Stored data
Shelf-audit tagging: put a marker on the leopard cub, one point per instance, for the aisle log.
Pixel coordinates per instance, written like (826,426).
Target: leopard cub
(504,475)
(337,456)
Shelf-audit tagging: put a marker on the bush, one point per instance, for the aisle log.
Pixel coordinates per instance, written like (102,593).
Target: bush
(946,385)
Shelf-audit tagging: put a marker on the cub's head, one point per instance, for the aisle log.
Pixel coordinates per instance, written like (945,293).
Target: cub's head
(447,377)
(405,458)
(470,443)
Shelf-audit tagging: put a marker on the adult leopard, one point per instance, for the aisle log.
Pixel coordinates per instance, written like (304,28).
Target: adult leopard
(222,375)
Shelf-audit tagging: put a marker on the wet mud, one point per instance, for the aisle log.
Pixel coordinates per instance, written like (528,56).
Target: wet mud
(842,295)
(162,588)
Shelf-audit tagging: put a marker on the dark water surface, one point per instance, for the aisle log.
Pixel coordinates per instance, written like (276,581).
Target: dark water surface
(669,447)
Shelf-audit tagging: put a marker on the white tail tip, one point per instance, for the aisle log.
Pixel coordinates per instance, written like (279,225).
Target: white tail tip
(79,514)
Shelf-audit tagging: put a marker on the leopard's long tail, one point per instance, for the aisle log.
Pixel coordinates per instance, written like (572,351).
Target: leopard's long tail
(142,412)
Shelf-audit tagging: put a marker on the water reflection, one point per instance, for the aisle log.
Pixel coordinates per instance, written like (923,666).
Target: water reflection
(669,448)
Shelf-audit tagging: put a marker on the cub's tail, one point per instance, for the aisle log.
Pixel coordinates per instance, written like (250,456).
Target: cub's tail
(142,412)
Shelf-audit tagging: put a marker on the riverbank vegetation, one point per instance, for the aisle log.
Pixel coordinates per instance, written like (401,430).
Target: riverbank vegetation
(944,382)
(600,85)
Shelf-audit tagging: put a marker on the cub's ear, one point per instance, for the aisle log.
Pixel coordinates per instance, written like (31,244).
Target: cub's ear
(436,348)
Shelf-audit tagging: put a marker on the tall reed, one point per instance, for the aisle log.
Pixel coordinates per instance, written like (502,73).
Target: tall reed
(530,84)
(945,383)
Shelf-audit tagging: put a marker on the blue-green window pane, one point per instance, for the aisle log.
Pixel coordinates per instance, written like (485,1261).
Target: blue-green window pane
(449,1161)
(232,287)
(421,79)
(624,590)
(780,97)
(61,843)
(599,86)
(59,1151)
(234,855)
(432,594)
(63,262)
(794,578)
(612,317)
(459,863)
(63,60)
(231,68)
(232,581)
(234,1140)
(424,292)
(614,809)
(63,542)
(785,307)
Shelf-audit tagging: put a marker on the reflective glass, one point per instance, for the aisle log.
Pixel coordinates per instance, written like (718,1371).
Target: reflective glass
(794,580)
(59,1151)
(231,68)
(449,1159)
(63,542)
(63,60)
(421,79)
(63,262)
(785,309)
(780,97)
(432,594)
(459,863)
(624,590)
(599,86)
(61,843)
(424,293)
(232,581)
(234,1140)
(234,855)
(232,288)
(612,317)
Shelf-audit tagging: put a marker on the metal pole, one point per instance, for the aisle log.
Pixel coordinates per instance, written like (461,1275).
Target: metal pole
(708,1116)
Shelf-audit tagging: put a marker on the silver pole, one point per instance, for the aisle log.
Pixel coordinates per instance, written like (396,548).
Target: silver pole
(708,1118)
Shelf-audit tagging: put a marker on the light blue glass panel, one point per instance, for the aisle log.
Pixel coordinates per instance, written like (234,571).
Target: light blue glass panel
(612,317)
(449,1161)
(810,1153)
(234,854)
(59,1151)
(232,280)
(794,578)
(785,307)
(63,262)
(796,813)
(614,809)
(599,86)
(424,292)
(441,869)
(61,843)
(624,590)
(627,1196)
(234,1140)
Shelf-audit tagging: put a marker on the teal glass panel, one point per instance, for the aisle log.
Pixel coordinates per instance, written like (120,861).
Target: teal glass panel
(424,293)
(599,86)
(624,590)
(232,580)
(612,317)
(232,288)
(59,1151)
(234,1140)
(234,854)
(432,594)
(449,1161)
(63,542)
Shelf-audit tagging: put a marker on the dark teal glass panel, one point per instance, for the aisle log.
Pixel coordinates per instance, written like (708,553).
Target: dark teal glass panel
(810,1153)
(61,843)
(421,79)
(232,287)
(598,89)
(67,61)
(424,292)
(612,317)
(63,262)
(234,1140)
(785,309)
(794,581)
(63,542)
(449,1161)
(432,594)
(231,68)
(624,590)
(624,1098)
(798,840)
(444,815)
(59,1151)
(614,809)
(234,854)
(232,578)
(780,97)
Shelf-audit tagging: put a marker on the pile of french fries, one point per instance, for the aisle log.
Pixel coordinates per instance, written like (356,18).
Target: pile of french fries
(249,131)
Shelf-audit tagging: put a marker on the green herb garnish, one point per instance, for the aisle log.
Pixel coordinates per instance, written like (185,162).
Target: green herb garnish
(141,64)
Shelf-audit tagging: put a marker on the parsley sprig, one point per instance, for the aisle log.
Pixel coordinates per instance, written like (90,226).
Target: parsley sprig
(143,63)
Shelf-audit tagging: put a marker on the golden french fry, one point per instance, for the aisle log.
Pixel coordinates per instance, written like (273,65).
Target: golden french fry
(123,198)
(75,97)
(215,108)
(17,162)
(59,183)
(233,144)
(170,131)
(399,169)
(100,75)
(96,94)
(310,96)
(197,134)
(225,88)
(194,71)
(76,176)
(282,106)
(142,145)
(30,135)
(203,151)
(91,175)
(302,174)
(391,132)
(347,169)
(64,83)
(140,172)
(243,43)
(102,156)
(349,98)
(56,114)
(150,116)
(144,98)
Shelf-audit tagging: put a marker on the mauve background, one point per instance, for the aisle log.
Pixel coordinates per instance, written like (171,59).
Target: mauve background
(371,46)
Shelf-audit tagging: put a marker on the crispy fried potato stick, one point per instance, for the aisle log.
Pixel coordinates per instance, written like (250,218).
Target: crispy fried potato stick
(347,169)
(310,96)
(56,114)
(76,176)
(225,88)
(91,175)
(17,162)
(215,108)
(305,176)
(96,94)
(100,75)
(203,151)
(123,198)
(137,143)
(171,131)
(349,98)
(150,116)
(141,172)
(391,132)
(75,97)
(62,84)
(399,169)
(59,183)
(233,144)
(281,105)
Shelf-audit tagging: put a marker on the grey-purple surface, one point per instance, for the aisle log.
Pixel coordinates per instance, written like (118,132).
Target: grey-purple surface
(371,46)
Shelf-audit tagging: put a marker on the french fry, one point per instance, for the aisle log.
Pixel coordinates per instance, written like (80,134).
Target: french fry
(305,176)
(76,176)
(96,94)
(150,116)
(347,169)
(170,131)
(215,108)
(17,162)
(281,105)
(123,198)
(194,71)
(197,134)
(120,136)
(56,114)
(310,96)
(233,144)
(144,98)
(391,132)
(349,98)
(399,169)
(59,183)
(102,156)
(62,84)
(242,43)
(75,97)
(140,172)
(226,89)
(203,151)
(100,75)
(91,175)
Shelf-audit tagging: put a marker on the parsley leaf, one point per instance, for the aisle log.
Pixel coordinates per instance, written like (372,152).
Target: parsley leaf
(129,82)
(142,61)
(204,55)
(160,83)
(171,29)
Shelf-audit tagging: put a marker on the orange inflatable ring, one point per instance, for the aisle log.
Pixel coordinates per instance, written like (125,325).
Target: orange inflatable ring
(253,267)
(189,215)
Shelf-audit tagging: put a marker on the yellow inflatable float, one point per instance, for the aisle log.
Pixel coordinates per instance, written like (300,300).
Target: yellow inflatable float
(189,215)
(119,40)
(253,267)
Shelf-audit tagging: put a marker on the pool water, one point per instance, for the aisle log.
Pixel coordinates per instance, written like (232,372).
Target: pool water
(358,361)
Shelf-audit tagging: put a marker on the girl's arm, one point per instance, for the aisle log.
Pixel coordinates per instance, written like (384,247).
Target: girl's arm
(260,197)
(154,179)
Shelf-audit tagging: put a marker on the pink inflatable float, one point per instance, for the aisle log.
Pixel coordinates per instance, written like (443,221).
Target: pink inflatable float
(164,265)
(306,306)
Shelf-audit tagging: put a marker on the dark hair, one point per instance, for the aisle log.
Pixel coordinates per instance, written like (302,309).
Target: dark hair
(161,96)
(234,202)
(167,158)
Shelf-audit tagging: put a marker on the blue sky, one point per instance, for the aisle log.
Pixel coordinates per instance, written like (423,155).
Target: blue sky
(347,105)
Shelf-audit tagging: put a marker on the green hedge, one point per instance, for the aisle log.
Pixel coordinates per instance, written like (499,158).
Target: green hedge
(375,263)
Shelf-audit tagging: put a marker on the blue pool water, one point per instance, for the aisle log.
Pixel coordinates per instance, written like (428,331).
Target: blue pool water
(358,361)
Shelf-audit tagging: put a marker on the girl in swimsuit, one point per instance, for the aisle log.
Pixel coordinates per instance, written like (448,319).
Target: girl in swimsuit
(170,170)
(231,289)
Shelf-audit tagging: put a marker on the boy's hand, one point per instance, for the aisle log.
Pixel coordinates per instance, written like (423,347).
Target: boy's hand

- _Stated problem_: Reproduce the items word for word, starting at the line that contains "Shelf-audit tagging: put a marker on the pink" and continuing through the last line of the items.

- _Answer_:
Shelf-audit tagging: put a marker on the pink inflatable float, one point per instance, for the aisle log.
Pixel coordinates per instance, written like (443,221).
Target: pink inflatable float
(164,265)
(306,306)
Shelf-audit tagging: put a marker on the dark hair, one point per instance, for the aisle log.
Pixel coordinates per instance, written like (302,309).
Target: dark hair
(161,96)
(234,202)
(167,158)
Shelf-audit tagging: put a marker on the blue sky, one point per instance, for the aisle log.
Pixel coordinates per instance, written like (423,155).
Target: blue sky
(347,105)
Shelf-audit tagging: put a marker on the green hedge, one point per instance, for the aisle log.
Pixel coordinates per instance, written like (499,158).
Target: green hedge
(375,263)
Shelf-audit tagging: put a marker on the blue pool water, one point per instance, for the aisle log.
Pixel coordinates per instance, written like (428,331).
Target: blue pool water
(358,361)
Shelf-audit tagging: put a marker on the girl in swimsuit, one point per instance, for the aisle log.
Pixel coordinates per instance, written like (448,319).
Target: girl in swimsuit
(170,170)
(231,289)
Shelf-audit tagging: put a marker on the boy's hand, one point per instance, for the aisle log.
Pixel coordinates per instance, written like (423,347).
Target: boy's hand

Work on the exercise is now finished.